# [Task to carry out]
Copy the lines verbatim, beginning with the line that contains "Each instance receives one keypoint. Mark the mountain" and continuing through the end of the data, and only those lines.

[Excerpts of pointing data]
::::::::
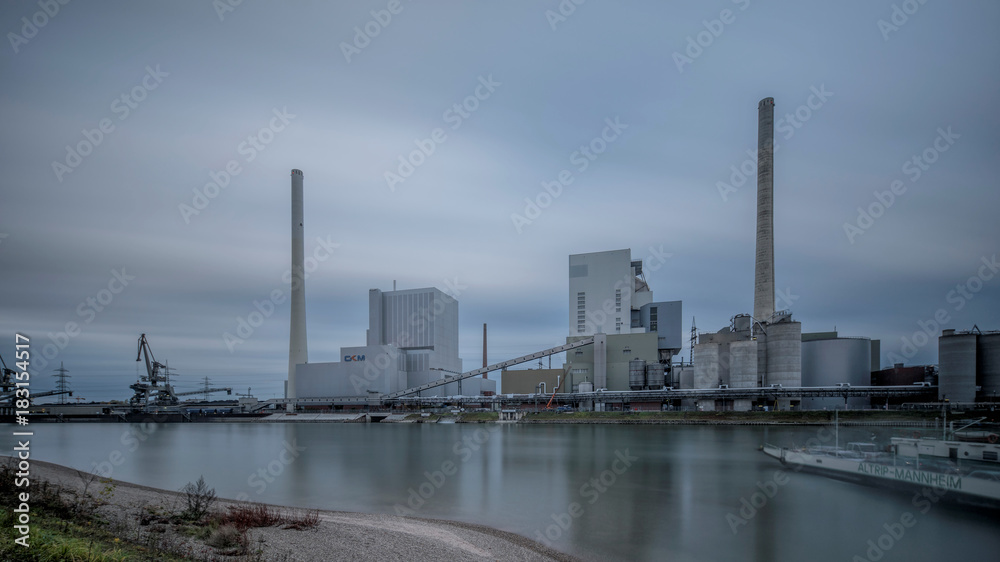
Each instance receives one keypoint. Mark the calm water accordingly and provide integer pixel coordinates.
(676, 494)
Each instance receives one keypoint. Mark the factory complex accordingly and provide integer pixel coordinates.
(622, 346)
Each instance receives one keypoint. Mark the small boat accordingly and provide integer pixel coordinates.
(966, 472)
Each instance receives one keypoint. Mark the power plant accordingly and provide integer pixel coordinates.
(620, 341)
(297, 350)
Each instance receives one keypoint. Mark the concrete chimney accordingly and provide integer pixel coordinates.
(297, 351)
(763, 294)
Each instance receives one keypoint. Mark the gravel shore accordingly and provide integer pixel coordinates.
(339, 535)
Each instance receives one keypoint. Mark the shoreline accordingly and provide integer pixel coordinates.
(339, 535)
(915, 419)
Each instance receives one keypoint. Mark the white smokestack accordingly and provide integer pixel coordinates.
(297, 351)
(763, 294)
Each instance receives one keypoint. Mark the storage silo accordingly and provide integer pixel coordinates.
(784, 356)
(654, 376)
(637, 374)
(957, 366)
(832, 361)
(742, 370)
(706, 366)
(989, 367)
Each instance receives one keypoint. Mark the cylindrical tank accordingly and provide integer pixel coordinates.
(743, 364)
(654, 376)
(742, 322)
(989, 367)
(706, 366)
(957, 367)
(835, 361)
(636, 374)
(784, 354)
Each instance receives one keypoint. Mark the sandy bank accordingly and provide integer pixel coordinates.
(339, 535)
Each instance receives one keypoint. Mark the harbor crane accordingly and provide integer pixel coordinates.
(154, 388)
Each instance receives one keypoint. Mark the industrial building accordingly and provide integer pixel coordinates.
(621, 340)
(969, 366)
(636, 338)
(764, 349)
(412, 339)
(830, 360)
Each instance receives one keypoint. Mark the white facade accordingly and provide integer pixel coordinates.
(604, 289)
(412, 340)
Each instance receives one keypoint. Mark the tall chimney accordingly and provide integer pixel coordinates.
(763, 294)
(297, 351)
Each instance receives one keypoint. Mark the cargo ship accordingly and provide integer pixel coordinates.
(966, 472)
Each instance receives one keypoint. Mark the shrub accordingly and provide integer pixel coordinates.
(199, 498)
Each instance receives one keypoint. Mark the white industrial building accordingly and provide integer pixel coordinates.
(412, 339)
(608, 296)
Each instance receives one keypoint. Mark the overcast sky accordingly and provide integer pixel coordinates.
(344, 90)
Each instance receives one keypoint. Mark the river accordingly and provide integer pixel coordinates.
(600, 492)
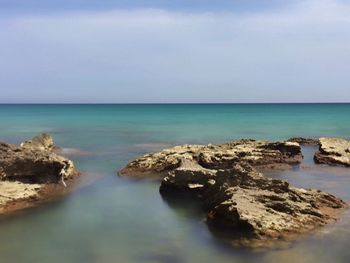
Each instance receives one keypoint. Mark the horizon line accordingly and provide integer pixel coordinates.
(161, 103)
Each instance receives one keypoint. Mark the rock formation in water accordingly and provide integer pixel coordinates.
(333, 151)
(254, 209)
(261, 154)
(304, 141)
(31, 172)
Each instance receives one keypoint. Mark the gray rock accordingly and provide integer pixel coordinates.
(34, 161)
(235, 196)
(333, 151)
(304, 141)
(262, 154)
(242, 199)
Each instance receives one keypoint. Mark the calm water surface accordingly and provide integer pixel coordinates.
(116, 220)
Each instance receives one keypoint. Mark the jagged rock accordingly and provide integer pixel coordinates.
(261, 154)
(304, 141)
(34, 161)
(29, 173)
(235, 196)
(43, 141)
(333, 151)
(263, 210)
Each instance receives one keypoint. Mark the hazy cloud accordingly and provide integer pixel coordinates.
(299, 53)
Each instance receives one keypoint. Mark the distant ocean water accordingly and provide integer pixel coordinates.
(118, 220)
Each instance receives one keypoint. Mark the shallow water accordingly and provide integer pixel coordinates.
(122, 220)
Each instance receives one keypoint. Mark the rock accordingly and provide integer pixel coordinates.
(28, 171)
(333, 151)
(253, 210)
(261, 154)
(264, 211)
(304, 141)
(43, 141)
(34, 162)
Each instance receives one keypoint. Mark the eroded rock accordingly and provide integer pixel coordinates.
(333, 151)
(304, 141)
(261, 154)
(29, 170)
(255, 210)
(263, 210)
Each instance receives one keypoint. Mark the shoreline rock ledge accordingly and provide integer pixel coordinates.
(260, 154)
(32, 173)
(242, 206)
(333, 151)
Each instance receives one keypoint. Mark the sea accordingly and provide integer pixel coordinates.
(113, 219)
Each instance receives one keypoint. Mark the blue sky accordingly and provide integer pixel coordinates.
(174, 51)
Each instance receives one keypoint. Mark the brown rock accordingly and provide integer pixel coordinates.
(252, 209)
(32, 173)
(304, 141)
(333, 151)
(264, 211)
(262, 154)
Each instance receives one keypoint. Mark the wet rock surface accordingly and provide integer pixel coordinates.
(333, 151)
(304, 141)
(32, 172)
(262, 154)
(239, 201)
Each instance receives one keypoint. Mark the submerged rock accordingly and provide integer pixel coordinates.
(253, 210)
(262, 154)
(29, 170)
(261, 209)
(304, 141)
(333, 151)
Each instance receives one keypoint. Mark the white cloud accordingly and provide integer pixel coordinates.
(300, 53)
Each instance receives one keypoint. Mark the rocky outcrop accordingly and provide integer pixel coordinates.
(333, 151)
(253, 210)
(262, 154)
(264, 211)
(304, 141)
(28, 170)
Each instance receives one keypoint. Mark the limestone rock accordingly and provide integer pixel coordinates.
(241, 199)
(304, 141)
(34, 161)
(252, 209)
(262, 154)
(32, 173)
(333, 151)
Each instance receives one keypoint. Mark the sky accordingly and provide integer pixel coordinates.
(160, 51)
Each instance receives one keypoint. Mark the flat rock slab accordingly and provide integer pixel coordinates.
(333, 151)
(261, 154)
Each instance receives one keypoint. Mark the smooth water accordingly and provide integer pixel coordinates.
(116, 220)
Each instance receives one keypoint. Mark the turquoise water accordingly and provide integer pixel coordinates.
(119, 220)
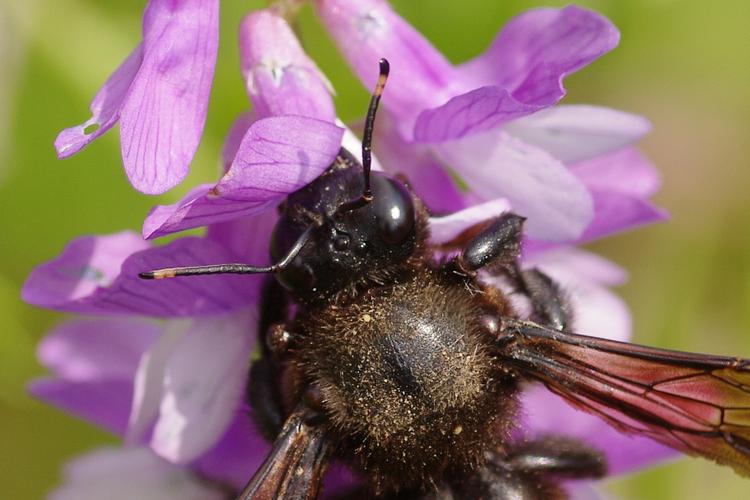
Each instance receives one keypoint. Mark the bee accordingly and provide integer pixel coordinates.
(408, 367)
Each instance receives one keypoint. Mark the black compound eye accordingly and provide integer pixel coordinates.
(297, 277)
(341, 242)
(394, 210)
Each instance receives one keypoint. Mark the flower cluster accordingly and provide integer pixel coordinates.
(164, 364)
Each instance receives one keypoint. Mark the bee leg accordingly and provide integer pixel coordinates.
(264, 397)
(297, 462)
(549, 303)
(263, 391)
(559, 456)
(497, 245)
(496, 249)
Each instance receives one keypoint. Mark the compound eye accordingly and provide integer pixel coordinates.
(297, 277)
(341, 242)
(394, 210)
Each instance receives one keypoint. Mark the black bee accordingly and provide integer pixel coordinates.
(409, 369)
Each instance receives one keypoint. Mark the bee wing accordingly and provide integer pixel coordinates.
(696, 403)
(296, 464)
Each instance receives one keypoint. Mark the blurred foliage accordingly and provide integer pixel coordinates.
(683, 64)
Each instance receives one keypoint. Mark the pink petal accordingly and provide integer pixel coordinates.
(234, 138)
(615, 212)
(495, 165)
(237, 455)
(546, 413)
(277, 156)
(97, 349)
(103, 402)
(164, 112)
(576, 133)
(148, 381)
(127, 473)
(445, 228)
(475, 111)
(521, 72)
(625, 171)
(429, 180)
(247, 237)
(576, 265)
(92, 276)
(105, 108)
(365, 31)
(280, 78)
(198, 405)
(84, 266)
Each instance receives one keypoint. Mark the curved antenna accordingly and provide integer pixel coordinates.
(171, 272)
(366, 197)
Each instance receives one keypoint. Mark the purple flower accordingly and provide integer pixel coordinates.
(152, 382)
(159, 94)
(176, 385)
(173, 387)
(121, 474)
(490, 122)
(288, 142)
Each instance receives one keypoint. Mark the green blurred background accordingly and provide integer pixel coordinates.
(683, 64)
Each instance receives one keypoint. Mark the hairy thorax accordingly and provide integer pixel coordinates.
(407, 376)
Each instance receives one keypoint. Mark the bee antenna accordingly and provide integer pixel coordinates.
(366, 197)
(172, 272)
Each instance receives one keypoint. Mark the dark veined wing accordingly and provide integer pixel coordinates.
(296, 464)
(696, 403)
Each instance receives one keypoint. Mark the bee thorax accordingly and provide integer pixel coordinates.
(408, 380)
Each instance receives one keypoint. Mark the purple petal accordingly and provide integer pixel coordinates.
(97, 349)
(474, 111)
(234, 138)
(237, 455)
(425, 175)
(576, 133)
(365, 31)
(280, 78)
(84, 266)
(127, 473)
(164, 112)
(104, 402)
(495, 165)
(148, 381)
(277, 156)
(615, 212)
(546, 413)
(84, 280)
(576, 265)
(625, 171)
(198, 406)
(105, 108)
(247, 237)
(445, 228)
(521, 72)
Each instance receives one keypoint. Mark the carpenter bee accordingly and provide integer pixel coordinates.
(408, 367)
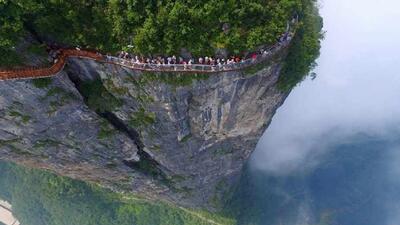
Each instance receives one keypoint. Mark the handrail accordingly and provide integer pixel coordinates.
(37, 72)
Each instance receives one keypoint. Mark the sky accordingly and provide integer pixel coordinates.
(357, 89)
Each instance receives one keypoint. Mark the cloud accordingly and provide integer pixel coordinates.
(356, 91)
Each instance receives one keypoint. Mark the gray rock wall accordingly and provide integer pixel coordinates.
(177, 138)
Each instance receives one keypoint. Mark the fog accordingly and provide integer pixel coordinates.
(357, 89)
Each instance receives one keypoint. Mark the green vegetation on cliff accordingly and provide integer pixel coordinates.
(41, 198)
(163, 26)
(305, 47)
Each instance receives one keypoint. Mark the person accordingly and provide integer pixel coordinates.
(185, 65)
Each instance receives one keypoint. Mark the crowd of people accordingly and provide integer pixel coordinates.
(174, 61)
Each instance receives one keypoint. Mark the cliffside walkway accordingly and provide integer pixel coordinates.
(36, 72)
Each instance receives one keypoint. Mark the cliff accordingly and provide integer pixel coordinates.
(182, 138)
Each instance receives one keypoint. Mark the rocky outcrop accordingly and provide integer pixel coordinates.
(181, 138)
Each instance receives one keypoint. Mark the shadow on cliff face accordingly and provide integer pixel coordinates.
(331, 155)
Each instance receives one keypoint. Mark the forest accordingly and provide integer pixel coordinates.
(42, 198)
(164, 27)
(148, 27)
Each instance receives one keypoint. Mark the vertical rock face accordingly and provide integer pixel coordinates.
(181, 138)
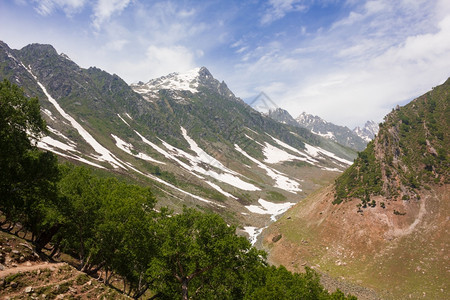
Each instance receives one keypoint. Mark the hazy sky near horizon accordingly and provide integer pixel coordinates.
(347, 61)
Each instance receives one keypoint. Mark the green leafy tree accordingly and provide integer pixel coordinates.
(125, 239)
(82, 195)
(200, 255)
(28, 176)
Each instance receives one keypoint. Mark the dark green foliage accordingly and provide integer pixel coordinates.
(413, 143)
(27, 176)
(198, 252)
(278, 283)
(361, 179)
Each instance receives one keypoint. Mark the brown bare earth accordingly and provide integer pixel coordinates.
(23, 275)
(371, 254)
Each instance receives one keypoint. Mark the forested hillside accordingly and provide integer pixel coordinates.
(110, 226)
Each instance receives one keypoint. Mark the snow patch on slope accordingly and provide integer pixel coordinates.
(123, 120)
(316, 151)
(105, 154)
(281, 180)
(269, 208)
(128, 148)
(187, 81)
(220, 190)
(196, 162)
(253, 233)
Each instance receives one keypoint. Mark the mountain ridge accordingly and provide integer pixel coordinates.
(206, 149)
(383, 223)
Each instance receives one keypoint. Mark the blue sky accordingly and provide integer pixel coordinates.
(347, 61)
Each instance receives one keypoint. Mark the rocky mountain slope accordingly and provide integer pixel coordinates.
(384, 223)
(356, 139)
(186, 135)
(368, 132)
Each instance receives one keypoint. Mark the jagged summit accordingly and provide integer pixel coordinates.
::::::::
# [Task answer]
Each instance receives one keypoint. Mark the mountain ridge accordingly and provide integer pixel coordinates.
(206, 149)
(383, 223)
Each instance receives one keypoint. Mark the blue sky accordingly and provide integer pixel coordinates.
(347, 61)
Each instance receives one keypoint. Mark the rocky mountain slope accordingly and provide integer pixel coordinates.
(384, 223)
(356, 139)
(186, 135)
(368, 132)
Each instance receives one keypoint. Mark the jagged summit accordingly and provide integer pixel coordinates.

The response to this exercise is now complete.